Within the records below, reproduce without change the lines from the line that has "target | leafy foliage" through the line that has "target | small leaf", and only those.
STUDY MATERIAL: Begin
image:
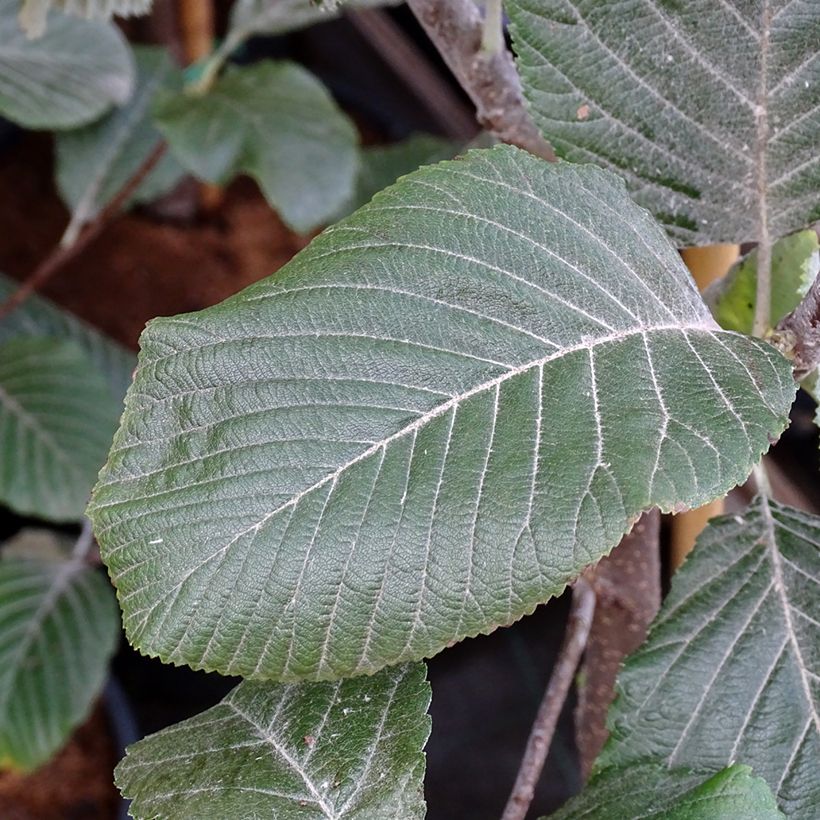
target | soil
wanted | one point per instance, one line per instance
(141, 266)
(54, 792)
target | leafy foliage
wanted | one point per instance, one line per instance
(731, 670)
(95, 162)
(40, 317)
(719, 142)
(58, 630)
(346, 750)
(68, 77)
(57, 416)
(795, 264)
(34, 13)
(423, 426)
(646, 790)
(276, 122)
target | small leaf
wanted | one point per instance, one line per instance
(731, 669)
(57, 416)
(66, 78)
(275, 122)
(34, 13)
(58, 630)
(38, 316)
(795, 264)
(346, 750)
(645, 790)
(709, 110)
(95, 162)
(424, 425)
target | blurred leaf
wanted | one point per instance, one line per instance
(57, 417)
(795, 264)
(423, 426)
(95, 162)
(38, 316)
(275, 122)
(710, 110)
(66, 78)
(731, 669)
(59, 627)
(349, 750)
(34, 13)
(646, 790)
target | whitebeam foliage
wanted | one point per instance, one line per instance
(350, 750)
(427, 423)
(731, 669)
(710, 110)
STUDY MATERIAL: End
- **OUTPUT**
target | leafy foliage
wanted | one point per instance, one line per instance
(731, 670)
(95, 162)
(40, 317)
(719, 142)
(58, 630)
(346, 750)
(68, 77)
(57, 416)
(795, 264)
(34, 13)
(423, 426)
(646, 790)
(276, 122)
target | small leaf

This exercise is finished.